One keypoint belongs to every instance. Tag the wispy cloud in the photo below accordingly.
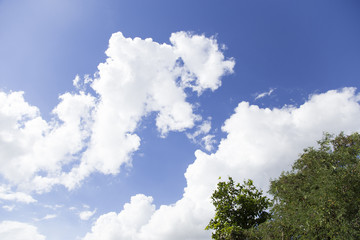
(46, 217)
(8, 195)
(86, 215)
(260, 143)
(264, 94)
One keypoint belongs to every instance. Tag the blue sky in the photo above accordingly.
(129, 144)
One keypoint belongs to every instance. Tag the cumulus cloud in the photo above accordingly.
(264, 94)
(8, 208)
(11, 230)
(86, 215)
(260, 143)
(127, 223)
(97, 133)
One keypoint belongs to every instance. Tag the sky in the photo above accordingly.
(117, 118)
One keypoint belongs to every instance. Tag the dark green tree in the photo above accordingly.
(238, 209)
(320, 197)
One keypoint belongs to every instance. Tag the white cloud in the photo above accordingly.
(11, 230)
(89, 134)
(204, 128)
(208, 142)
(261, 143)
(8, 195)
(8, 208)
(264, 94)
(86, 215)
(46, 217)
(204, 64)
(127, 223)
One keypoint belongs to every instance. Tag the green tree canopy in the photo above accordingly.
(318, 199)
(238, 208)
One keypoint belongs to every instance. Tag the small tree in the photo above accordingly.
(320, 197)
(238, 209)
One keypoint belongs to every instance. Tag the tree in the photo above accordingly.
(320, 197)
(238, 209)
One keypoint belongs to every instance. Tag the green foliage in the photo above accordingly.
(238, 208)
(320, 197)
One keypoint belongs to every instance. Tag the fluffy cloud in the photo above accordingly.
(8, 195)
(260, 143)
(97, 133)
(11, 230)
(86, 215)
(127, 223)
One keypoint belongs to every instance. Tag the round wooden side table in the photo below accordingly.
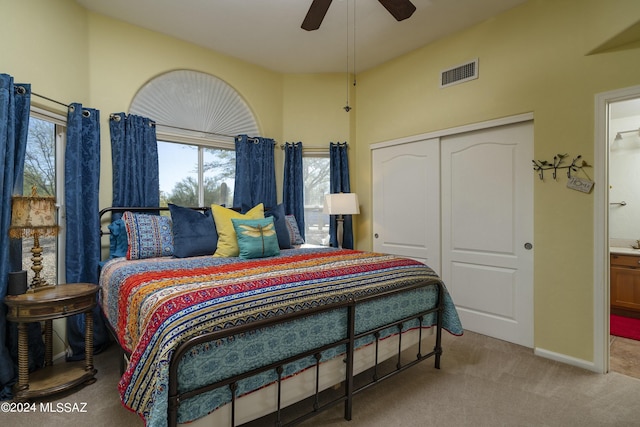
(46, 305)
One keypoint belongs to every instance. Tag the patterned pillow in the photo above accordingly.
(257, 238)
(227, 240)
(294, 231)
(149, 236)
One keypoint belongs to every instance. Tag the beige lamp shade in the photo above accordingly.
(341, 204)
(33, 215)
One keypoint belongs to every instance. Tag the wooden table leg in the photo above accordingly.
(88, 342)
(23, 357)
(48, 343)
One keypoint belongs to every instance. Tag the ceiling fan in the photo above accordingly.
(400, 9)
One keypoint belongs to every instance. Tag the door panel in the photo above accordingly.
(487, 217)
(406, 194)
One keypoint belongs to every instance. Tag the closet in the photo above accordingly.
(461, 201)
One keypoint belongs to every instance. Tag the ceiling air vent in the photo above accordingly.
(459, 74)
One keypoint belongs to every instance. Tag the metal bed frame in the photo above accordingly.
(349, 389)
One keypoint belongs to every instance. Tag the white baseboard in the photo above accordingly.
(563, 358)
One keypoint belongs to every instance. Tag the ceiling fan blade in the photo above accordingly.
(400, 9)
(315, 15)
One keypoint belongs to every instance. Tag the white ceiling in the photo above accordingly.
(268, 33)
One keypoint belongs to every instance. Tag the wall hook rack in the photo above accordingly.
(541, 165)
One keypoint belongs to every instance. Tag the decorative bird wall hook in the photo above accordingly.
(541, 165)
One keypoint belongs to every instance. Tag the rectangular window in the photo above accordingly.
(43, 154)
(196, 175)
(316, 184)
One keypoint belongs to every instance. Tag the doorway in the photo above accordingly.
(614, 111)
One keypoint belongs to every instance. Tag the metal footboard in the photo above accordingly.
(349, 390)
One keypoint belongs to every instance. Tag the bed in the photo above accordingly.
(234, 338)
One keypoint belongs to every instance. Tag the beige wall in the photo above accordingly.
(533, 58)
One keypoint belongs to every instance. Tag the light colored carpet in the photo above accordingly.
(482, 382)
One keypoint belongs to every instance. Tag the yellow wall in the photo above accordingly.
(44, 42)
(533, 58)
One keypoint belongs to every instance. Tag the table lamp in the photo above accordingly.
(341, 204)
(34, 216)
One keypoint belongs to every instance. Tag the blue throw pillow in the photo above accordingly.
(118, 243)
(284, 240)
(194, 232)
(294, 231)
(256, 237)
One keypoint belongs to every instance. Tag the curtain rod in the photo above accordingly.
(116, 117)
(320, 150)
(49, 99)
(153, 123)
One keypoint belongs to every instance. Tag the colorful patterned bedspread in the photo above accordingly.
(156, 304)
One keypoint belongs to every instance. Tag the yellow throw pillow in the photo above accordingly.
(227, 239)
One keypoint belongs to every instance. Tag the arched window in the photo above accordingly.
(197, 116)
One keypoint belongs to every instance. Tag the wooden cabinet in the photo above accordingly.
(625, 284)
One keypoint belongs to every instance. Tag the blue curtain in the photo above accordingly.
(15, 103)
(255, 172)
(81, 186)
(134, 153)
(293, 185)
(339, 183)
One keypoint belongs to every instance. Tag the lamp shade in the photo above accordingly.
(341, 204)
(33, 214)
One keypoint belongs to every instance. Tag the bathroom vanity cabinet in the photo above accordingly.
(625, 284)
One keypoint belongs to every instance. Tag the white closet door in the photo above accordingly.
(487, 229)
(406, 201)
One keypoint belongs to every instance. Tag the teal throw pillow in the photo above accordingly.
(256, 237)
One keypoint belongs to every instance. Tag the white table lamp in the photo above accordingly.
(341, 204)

+ + + + +

WRITTEN TASK: Present every line of the data above as a JSON list of strings, one string per line, and skip any blank lines. Leave the pictures out of your answer.

TASK RESPONSE:
[
  "One keypoint belongs to every instance. Tag the wispy cloud in the photo below accordingly.",
  "(46, 217)",
  "(8, 195)",
  "(86, 215)",
  "(260, 143)",
  "(264, 94)",
  "One keypoint belongs to every instance. Tag the blue sky in the photo above accordingly.",
  "(129, 144)",
  "One keypoint belongs to every instance. Tag the cumulus cloud in the photo above accordingly.",
  "(264, 94)",
  "(8, 208)",
  "(11, 230)",
  "(86, 215)",
  "(260, 143)",
  "(127, 223)",
  "(97, 133)",
  "One keypoint belongs to every instance. Tag the sky in the photo above accordingly.",
  "(117, 118)",
  "One keypoint belongs to every instance. Tag the dark green tree in the photo above accordingly.",
  "(238, 209)",
  "(320, 197)",
  "One keypoint belongs to every instance. Tag the white cloud in the photo above accordingly.",
  "(11, 230)",
  "(89, 134)",
  "(204, 128)",
  "(208, 142)",
  "(261, 143)",
  "(8, 195)",
  "(8, 208)",
  "(264, 94)",
  "(86, 215)",
  "(46, 217)",
  "(204, 64)",
  "(127, 223)",
  "One keypoint belongs to every instance. Tag the green tree canopy in the photo above accordingly.",
  "(318, 199)",
  "(238, 208)",
  "One keypoint belongs to every instance. Tag the small tree in the photo above accordingly.",
  "(320, 197)",
  "(238, 209)",
  "One keypoint belongs to every instance. Tag the tree in the photo above accordingly.",
  "(320, 197)",
  "(238, 209)",
  "One keypoint belongs to every instance. Tag the green foliage in the photo above accordingly.",
  "(238, 208)",
  "(320, 197)",
  "One keypoint belongs to every instance. Tag the fluffy cloud in the photo above accordingly.",
  "(8, 195)",
  "(260, 143)",
  "(97, 133)",
  "(11, 230)",
  "(86, 215)",
  "(127, 223)",
  "One keypoint belongs to every instance. Tag the round wooden side table in the photo below accordingly.",
  "(46, 305)",
  "One keypoint belongs to every instance. Tag the patterned pillow in the photo above accordingly.",
  "(257, 238)",
  "(227, 240)",
  "(294, 231)",
  "(149, 236)",
  "One keypoint belongs to every instance. Tag the beige lamp shade in the photo above accordingly.",
  "(341, 204)",
  "(33, 215)",
  "One keypoint belongs to every instance. Tag the wooden table leg in the photo above accordingly.",
  "(88, 342)",
  "(23, 357)",
  "(48, 343)",
  "One keypoint belongs to every instance. Tag the ceiling fan in the photo above accordingly.",
  "(400, 9)",
  "One keypoint belongs to every instance. Tag the door panel in the photo above accordingly.",
  "(487, 217)",
  "(406, 194)",
  "One keypoint belongs to every instance. Tag the closet in the photo above accordingly.",
  "(461, 201)",
  "One keypoint belongs to every instance. Tag the ceiling air vent in the photo above accordingly.",
  "(459, 74)",
  "One keypoint belongs to every instance. Tag the metal bed frame in the photo above accordingly.",
  "(349, 389)",
  "One keypoint belongs to every instance. Tag the white baseboard in the photo above accordingly.",
  "(563, 358)",
  "One keypoint belongs to every instance. Tag the ceiling fan blade in the photo above accordingly.",
  "(400, 9)",
  "(315, 15)",
  "One keypoint belongs to every instance. Tag the white ceiling in the photo above accordingly.",
  "(268, 33)",
  "One keypoint belongs to every instance. Tag the wall hook rack in the photo above accordingly.",
  "(541, 165)",
  "One keypoint belongs to every instance. Tag the decorative bird wall hook in the photo above accordingly.",
  "(541, 165)",
  "One keypoint belongs to every instance. Tag the rectangular window in the photo above accordingly.",
  "(43, 154)",
  "(196, 175)",
  "(316, 184)",
  "One keypoint belongs to every instance. Tag the doorway in the photo above accordingly.",
  "(614, 111)",
  "One keypoint belongs to every instance. Tag the metal footboard in the photo above accordingly.",
  "(349, 390)",
  "One keypoint belongs to every instance. Tag the bed in the photo above accordingly.",
  "(234, 338)",
  "One keypoint belongs to every instance. Tag the beige wall in the photo above accordingly.",
  "(533, 58)",
  "One keypoint belongs to every instance. Tag the light colored carpet in the photo above accordingly.",
  "(482, 382)",
  "One keypoint belongs to every instance. Tag the yellow wall in the photo above accordingly.",
  "(44, 42)",
  "(533, 58)",
  "One keypoint belongs to every instance. Tag the table lamp in the photo above accordingly.",
  "(341, 204)",
  "(34, 216)",
  "One keypoint belongs to every instance. Tag the blue throw pillow in the photo above accordingly.",
  "(118, 243)",
  "(284, 240)",
  "(194, 232)",
  "(294, 231)",
  "(256, 237)",
  "One keypoint belongs to every instance. Tag the curtain rod in the photo above accordingly.",
  "(116, 117)",
  "(320, 150)",
  "(49, 99)",
  "(153, 123)",
  "One keypoint belongs to every instance. Tag the colorful patterned bedspread in the photo above accordingly.",
  "(156, 304)",
  "One keypoint belongs to every instance. Tag the yellow throw pillow in the photo above accordingly.",
  "(227, 239)",
  "One keypoint belongs to every instance. Tag the arched window in the photo above accordingly.",
  "(197, 116)",
  "One keypoint belongs to every instance. Tag the wooden cabinet in the photo above accordingly.",
  "(625, 284)",
  "One keypoint belongs to every instance. Tag the blue curtain in the photo above accordingly.",
  "(15, 103)",
  "(255, 172)",
  "(81, 186)",
  "(134, 153)",
  "(293, 185)",
  "(339, 183)",
  "One keypoint belongs to every instance. Tag the lamp shade in the photo above accordingly.",
  "(341, 204)",
  "(33, 214)",
  "One keypoint belongs to every instance. Tag the bathroom vanity cabinet in the photo above accordingly.",
  "(625, 284)",
  "One keypoint belongs to every instance. Tag the white closet door in the photo above accordingly.",
  "(487, 229)",
  "(406, 201)",
  "One keypoint belongs to every instance. Tag the teal throw pillow in the photo above accordingly.",
  "(256, 237)",
  "One keypoint belongs to every instance. Tag the white table lamp in the photo above accordingly.",
  "(341, 204)"
]